▸ **EXERCISE**: Return the lines below that contain the word "grass".

── DATASET CONTENT

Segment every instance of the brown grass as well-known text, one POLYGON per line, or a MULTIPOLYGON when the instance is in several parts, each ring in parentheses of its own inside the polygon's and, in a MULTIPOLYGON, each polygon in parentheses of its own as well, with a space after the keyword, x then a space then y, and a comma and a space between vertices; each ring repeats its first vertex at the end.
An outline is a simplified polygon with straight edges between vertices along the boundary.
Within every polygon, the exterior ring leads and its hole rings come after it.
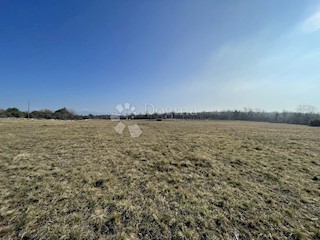
POLYGON ((0 121, 2 239, 320 239, 320 129, 0 121))

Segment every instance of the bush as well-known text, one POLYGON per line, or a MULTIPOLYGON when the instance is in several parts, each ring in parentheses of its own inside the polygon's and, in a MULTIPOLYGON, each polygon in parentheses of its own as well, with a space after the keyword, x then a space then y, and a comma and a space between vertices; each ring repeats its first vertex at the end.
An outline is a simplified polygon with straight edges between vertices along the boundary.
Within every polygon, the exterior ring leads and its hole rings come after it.
POLYGON ((24 118, 25 113, 21 112, 18 108, 8 108, 5 111, 6 117, 24 118))
POLYGON ((33 111, 30 113, 31 118, 44 118, 44 119, 52 119, 54 117, 53 112, 50 110, 40 110, 40 111, 33 111))
POLYGON ((54 118, 55 119, 62 119, 62 120, 67 120, 67 119, 75 119, 75 113, 71 110, 68 110, 66 108, 61 108, 57 111, 54 112, 54 118))
POLYGON ((309 125, 313 126, 313 127, 320 127, 320 119, 315 118, 315 119, 310 120, 309 125))

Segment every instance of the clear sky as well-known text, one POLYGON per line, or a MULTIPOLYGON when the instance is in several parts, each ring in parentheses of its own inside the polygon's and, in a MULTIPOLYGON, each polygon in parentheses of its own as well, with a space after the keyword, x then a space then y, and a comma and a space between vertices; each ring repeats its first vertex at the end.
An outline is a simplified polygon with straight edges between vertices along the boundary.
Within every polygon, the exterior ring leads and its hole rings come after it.
POLYGON ((320 107, 316 0, 0 0, 0 108, 320 107))

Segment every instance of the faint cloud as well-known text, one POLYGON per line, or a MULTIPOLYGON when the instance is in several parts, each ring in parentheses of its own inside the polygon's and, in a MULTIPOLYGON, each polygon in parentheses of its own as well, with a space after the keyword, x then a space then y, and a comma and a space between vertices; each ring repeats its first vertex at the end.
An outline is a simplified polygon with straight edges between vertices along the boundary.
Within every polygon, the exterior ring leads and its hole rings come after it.
POLYGON ((315 32, 320 30, 320 11, 307 18, 302 24, 303 32, 315 32))
POLYGON ((319 101, 320 49, 314 36, 296 30, 291 27, 280 35, 265 30, 224 43, 173 95, 181 92, 181 99, 188 96, 201 106, 209 102, 215 109, 250 106, 281 111, 293 110, 301 101, 319 101))

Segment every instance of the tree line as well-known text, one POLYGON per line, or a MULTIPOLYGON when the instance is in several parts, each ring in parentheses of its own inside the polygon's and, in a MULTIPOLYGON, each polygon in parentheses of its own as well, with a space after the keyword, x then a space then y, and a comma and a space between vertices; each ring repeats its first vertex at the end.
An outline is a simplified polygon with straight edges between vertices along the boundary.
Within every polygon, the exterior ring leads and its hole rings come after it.
MULTIPOLYGON (((0 118, 33 118, 33 119, 57 119, 57 120, 86 120, 86 119, 110 119, 111 115, 79 115, 67 108, 57 111, 39 110, 30 113, 20 111, 18 108, 0 109, 0 118)), ((121 119, 149 119, 149 120, 241 120, 271 123, 290 123, 310 126, 320 126, 320 114, 313 111, 297 112, 264 112, 262 110, 244 109, 196 112, 196 113, 153 113, 153 114, 131 114, 120 116, 121 119)))
POLYGON ((135 119, 176 119, 176 120, 240 120, 270 123, 290 123, 320 126, 320 114, 302 112, 264 112, 264 111, 213 111, 197 113, 164 113, 152 115, 135 115, 135 119))
POLYGON ((57 120, 84 120, 84 119, 110 119, 110 115, 79 115, 73 110, 61 108, 57 111, 49 109, 32 111, 30 113, 20 111, 18 108, 0 109, 0 118, 34 118, 34 119, 57 119, 57 120))

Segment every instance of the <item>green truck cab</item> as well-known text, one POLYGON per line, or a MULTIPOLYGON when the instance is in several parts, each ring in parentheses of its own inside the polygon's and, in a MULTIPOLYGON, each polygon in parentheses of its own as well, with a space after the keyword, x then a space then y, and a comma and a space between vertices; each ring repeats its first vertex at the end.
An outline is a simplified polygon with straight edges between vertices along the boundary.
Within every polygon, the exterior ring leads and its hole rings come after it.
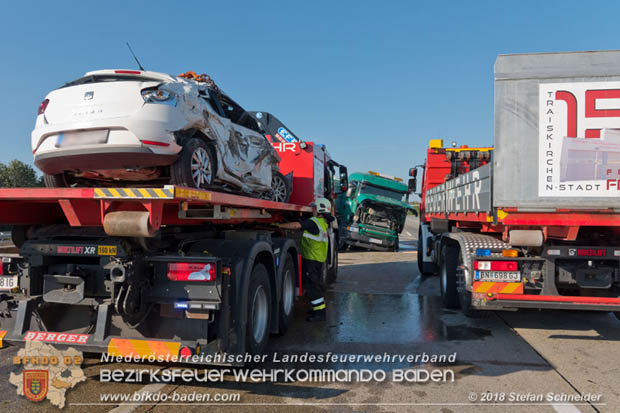
POLYGON ((336 200, 340 247, 397 250, 398 234, 414 208, 409 189, 400 178, 369 171, 349 175, 346 192, 336 200))

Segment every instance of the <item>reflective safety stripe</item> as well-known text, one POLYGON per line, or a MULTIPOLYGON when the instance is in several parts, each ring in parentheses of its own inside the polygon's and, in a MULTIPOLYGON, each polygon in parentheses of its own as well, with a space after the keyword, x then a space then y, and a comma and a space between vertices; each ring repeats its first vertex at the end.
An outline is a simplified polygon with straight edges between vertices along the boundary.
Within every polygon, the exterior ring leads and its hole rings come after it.
POLYGON ((325 308, 325 303, 321 304, 321 305, 317 305, 316 307, 312 307, 312 310, 314 311, 319 311, 325 308))
POLYGON ((323 301, 325 301, 325 299, 323 299, 323 297, 321 297, 321 298, 317 298, 317 299, 316 299, 316 300, 314 300, 314 301, 311 301, 311 303, 312 303, 312 305, 319 305, 319 304, 321 304, 323 301))

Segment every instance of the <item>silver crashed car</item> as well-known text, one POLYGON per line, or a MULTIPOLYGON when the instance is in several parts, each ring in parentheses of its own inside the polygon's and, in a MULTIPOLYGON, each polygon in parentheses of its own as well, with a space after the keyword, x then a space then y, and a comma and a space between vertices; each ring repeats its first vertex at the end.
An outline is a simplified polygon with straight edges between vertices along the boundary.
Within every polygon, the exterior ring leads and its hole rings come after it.
POLYGON ((286 202, 256 120, 206 75, 98 70, 50 92, 32 131, 48 187, 226 188, 286 202))

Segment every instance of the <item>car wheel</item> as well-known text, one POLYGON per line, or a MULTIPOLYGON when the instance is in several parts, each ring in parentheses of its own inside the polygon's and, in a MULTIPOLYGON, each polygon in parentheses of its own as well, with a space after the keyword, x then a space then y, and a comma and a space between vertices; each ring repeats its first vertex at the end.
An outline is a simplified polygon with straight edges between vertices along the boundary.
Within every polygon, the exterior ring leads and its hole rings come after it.
POLYGON ((47 188, 67 188, 71 186, 64 173, 55 175, 43 175, 43 183, 47 188))
POLYGON ((273 171, 271 174, 271 197, 274 202, 288 202, 291 197, 291 191, 284 179, 284 175, 280 172, 273 171))
POLYGON ((248 290, 248 319, 246 350, 250 354, 261 354, 267 348, 271 330, 271 287, 269 274, 263 264, 252 270, 248 290))
POLYGON ((282 273, 282 296, 280 300, 280 334, 286 333, 295 313, 295 265, 290 254, 286 256, 282 273))
POLYGON ((216 174, 213 149, 202 139, 185 142, 179 159, 170 167, 173 185, 206 188, 213 184, 216 174))

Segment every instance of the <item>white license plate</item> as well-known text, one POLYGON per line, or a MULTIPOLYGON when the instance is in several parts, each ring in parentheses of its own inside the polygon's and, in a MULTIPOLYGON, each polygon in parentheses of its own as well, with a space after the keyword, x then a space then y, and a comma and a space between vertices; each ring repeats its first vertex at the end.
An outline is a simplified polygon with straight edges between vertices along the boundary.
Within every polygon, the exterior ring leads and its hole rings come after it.
POLYGON ((369 239, 370 242, 372 242, 373 244, 383 244, 383 241, 381 241, 380 239, 376 239, 376 238, 370 238, 369 239))
POLYGON ((520 282, 519 271, 476 271, 475 281, 520 282))
POLYGON ((96 129, 87 131, 61 132, 58 134, 56 146, 79 146, 106 143, 108 140, 108 129, 96 129))
POLYGON ((0 290, 17 288, 17 275, 0 275, 0 290))

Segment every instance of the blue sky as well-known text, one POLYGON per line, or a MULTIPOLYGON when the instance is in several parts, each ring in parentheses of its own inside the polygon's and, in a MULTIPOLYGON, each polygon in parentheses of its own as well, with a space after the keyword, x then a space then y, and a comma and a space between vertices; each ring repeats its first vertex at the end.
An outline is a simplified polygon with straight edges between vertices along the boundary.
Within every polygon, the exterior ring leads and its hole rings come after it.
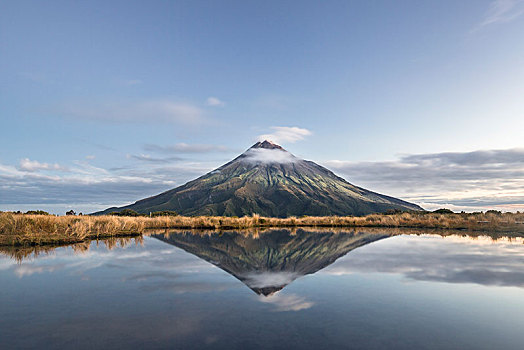
POLYGON ((130 203, 260 135, 428 209, 524 209, 524 1, 3 1, 0 210, 130 203))

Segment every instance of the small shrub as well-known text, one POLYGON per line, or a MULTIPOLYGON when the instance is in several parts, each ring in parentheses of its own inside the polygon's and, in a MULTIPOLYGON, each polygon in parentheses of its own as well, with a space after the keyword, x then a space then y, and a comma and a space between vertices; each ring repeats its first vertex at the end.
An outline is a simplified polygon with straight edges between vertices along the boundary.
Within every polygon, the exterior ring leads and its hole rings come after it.
POLYGON ((132 209, 124 209, 122 211, 114 211, 112 213, 109 213, 109 215, 112 215, 112 216, 133 216, 133 217, 137 217, 137 216, 143 216, 142 214, 132 210, 132 209))
POLYGON ((49 215, 47 211, 43 210, 28 210, 25 212, 26 215, 49 215))
POLYGON ((178 213, 173 210, 163 210, 163 211, 154 211, 150 214, 151 217, 157 217, 157 216, 177 216, 178 213))
POLYGON ((449 210, 446 208, 434 210, 433 213, 435 214, 455 214, 452 210, 449 210))

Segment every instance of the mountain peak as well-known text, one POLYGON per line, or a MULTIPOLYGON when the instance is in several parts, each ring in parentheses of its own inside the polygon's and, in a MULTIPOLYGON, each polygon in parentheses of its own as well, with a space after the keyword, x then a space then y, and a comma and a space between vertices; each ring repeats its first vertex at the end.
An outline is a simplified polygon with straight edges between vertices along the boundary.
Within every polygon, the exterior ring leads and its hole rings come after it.
POLYGON ((134 204, 132 209, 172 210, 180 215, 325 216, 367 215, 418 205, 354 186, 328 169, 295 157, 279 145, 259 141, 246 152, 198 179, 134 204))
POLYGON ((255 143, 253 146, 251 146, 251 148, 280 149, 282 151, 285 151, 284 148, 269 140, 259 141, 255 143))

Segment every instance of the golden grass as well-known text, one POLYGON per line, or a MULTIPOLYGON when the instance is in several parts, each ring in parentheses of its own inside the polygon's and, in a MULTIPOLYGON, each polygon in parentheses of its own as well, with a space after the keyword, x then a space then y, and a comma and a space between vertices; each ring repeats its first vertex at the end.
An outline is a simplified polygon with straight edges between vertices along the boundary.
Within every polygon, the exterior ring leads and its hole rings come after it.
POLYGON ((141 235, 148 229, 248 229, 268 227, 408 227, 524 232, 524 213, 399 213, 362 217, 241 218, 220 216, 52 216, 0 213, 0 245, 42 245, 85 242, 141 235))
POLYGON ((140 235, 144 221, 113 216, 52 216, 0 213, 0 245, 78 243, 140 235))

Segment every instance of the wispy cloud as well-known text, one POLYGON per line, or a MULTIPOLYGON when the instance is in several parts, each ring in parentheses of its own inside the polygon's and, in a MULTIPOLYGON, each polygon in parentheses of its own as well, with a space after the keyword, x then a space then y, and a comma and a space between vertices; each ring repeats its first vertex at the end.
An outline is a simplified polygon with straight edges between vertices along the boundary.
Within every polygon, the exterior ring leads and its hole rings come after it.
POLYGON ((276 143, 294 143, 312 134, 308 129, 299 128, 298 126, 272 126, 271 129, 273 130, 272 133, 259 135, 258 140, 269 140, 276 143))
POLYGON ((128 159, 136 159, 143 162, 150 162, 150 163, 170 163, 173 161, 183 160, 184 158, 180 157, 166 157, 166 158, 157 158, 152 157, 149 154, 128 154, 128 159))
POLYGON ((41 163, 36 160, 30 160, 29 158, 23 158, 20 160, 19 169, 29 172, 35 172, 40 170, 68 171, 66 167, 63 167, 58 163, 41 163))
POLYGON ((170 99, 70 102, 51 112, 65 117, 117 122, 166 122, 190 125, 209 121, 199 107, 170 99))
POLYGON ((212 107, 224 107, 226 105, 224 101, 221 101, 217 97, 213 96, 207 98, 206 104, 212 107))
POLYGON ((489 5, 484 20, 475 28, 487 25, 511 22, 524 14, 524 0, 495 0, 489 5))
MULTIPOLYGON (((130 156, 128 166, 105 169, 74 161, 68 171, 38 161, 22 162, 23 167, 0 164, 0 210, 51 210, 70 207, 88 208, 129 204, 167 189, 182 185, 216 168, 218 162, 154 159, 130 156), (136 162, 148 162, 140 166, 136 162)), ((59 168, 60 167, 60 168, 59 168)))
POLYGON ((333 160, 324 164, 356 185, 414 201, 426 209, 524 208, 524 149, 406 155, 387 162, 333 160))
POLYGON ((163 153, 211 153, 211 152, 227 152, 230 149, 221 145, 207 145, 207 144, 187 144, 177 143, 174 145, 153 145, 148 144, 144 146, 144 150, 149 152, 163 152, 163 153))

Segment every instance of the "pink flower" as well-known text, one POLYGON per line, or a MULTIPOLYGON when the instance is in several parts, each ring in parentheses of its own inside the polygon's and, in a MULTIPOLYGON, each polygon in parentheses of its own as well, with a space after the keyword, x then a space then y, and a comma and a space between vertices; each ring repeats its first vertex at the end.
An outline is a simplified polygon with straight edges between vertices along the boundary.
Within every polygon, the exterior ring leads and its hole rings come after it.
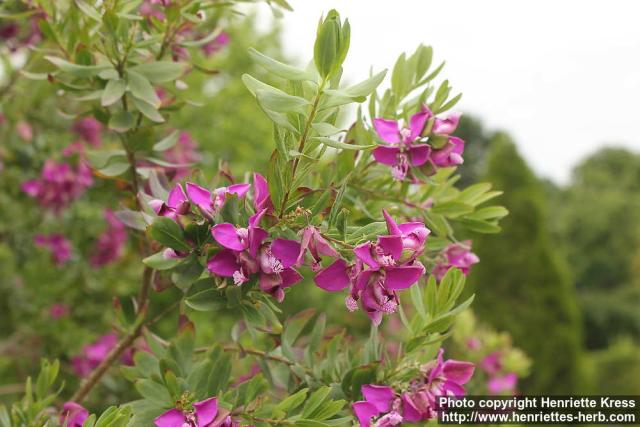
POLYGON ((68 163, 48 159, 41 178, 24 182, 21 188, 42 206, 57 213, 82 196, 92 183, 91 170, 83 161, 74 169, 68 163))
POLYGON ((191 138, 188 132, 180 132, 178 142, 176 145, 164 152, 164 158, 176 166, 168 168, 169 171, 174 172, 173 179, 180 180, 189 175, 189 166, 191 163, 197 163, 202 156, 197 150, 195 141, 191 138))
POLYGON ((463 385, 473 376, 470 362, 449 359, 443 361, 443 349, 438 357, 421 367, 423 377, 412 381, 402 394, 402 415, 406 421, 418 422, 436 417, 437 398, 440 396, 464 396, 463 385))
POLYGON ((518 384, 518 376, 514 373, 496 375, 487 382, 487 389, 491 394, 513 393, 518 384))
POLYGON ((93 255, 89 260, 94 267, 101 267, 118 260, 127 244, 126 227, 116 218, 111 209, 104 210, 104 218, 107 229, 98 237, 93 255))
POLYGON ((402 424, 403 417, 399 413, 399 400, 391 387, 384 385, 363 385, 362 395, 365 400, 353 404, 361 427, 391 427, 402 424), (380 416, 382 415, 382 416, 380 416), (371 424, 372 419, 376 419, 371 424))
POLYGON ((249 184, 232 184, 228 187, 220 187, 209 191, 197 184, 187 182, 187 195, 189 200, 198 206, 202 215, 213 219, 220 212, 230 194, 235 194, 238 198, 242 198, 247 194, 250 187, 249 184))
POLYGON ((96 148, 102 144, 102 124, 93 117, 83 117, 73 124, 72 130, 80 138, 96 148))
POLYGON ((502 354, 494 351, 480 361, 480 367, 489 375, 495 375, 502 369, 502 354))
POLYGON ((173 408, 156 417, 157 427, 231 427, 233 421, 228 411, 218 410, 218 399, 211 397, 189 408, 173 408))
MULTIPOLYGON (((109 333, 100 337, 93 344, 82 347, 82 353, 71 358, 71 365, 76 375, 86 377, 94 370, 111 352, 118 343, 118 336, 109 333)), ((121 362, 131 364, 132 352, 125 352, 120 359, 121 362)))
POLYGON ((49 307, 49 317, 53 320, 61 319, 69 315, 69 307, 63 303, 54 303, 49 307))
POLYGON ((164 2, 162 0, 143 0, 142 4, 140 5, 139 13, 140 15, 147 18, 153 17, 158 21, 164 21, 164 13, 156 5, 167 6, 168 4, 168 1, 164 2))
POLYGON ((444 249, 443 255, 445 260, 440 259, 432 271, 432 274, 438 280, 442 280, 451 267, 458 268, 467 275, 469 274, 471 266, 480 262, 480 258, 471 252, 470 240, 450 244, 444 249))
POLYGON ((442 148, 431 152, 431 162, 441 168, 461 165, 464 163, 463 152, 464 141, 456 136, 451 136, 442 148))
POLYGON ((33 128, 27 122, 20 121, 16 124, 16 133, 27 142, 33 141, 33 128))
POLYGON ((315 283, 329 292, 339 291, 351 284, 346 299, 351 311, 362 309, 374 324, 382 321, 384 313, 398 308, 397 290, 416 283, 425 272, 416 257, 424 250, 429 230, 422 223, 396 224, 383 212, 389 235, 379 236, 377 242, 365 242, 353 250, 356 262, 348 265, 338 259, 320 270, 315 283))
MULTIPOLYGON (((195 186, 195 184, 192 185, 195 186)), ((202 187, 198 188, 204 190, 202 187)), ((159 199, 153 199, 149 202, 149 206, 158 216, 166 216, 174 221, 177 221, 179 215, 186 215, 191 212, 191 204, 182 189, 182 184, 176 184, 171 189, 166 203, 159 199)))
POLYGON ((38 234, 33 238, 33 242, 37 246, 47 248, 51 253, 51 259, 58 266, 71 259, 71 243, 62 234, 38 234))
POLYGON ((300 243, 280 238, 265 243, 268 233, 259 225, 265 213, 266 209, 253 215, 247 228, 229 223, 214 225, 211 234, 225 249, 214 255, 207 265, 212 274, 232 277, 237 286, 260 273, 260 289, 281 302, 284 289, 302 280, 292 268, 300 253, 300 243))
POLYGON ((229 33, 222 31, 209 43, 202 45, 201 49, 205 56, 211 56, 221 51, 230 41, 229 33))
POLYGON ((422 166, 429 160, 431 147, 419 141, 431 111, 424 106, 411 116, 409 127, 401 127, 398 121, 383 118, 373 119, 373 126, 386 145, 373 150, 378 163, 391 166, 391 176, 403 181, 412 167, 422 166))
POLYGON ((62 405, 60 424, 67 427, 82 427, 84 421, 89 418, 89 411, 76 402, 66 402, 62 405))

────

▸ **SOLUTION TO THIS PROBLEM**:
Segment every instance of the brown grass as well-known text, one POLYGON per line, or a MULTIPOLYGON when the instance is in several parts, each ring in parentheses of its own inside the polygon's and, in a MULTIPOLYGON, each polygon in parentheses of its own as well, with a space after the keyword, x then a space then y, and a comma and a space between vertices; each ring repeats its first vertex at the end.
Segment every instance of the golden grass as well-known text, one POLYGON per line, or a MULTIPOLYGON when the instance is in several parts, each ring in parentheses of its own inside the polygon's and, in a MULTIPOLYGON, each polygon in parentheses of its own as well, with a space after the keyword, x then a space then y, and a comma and a space between vertices; each ring repeats its first vertex at the end.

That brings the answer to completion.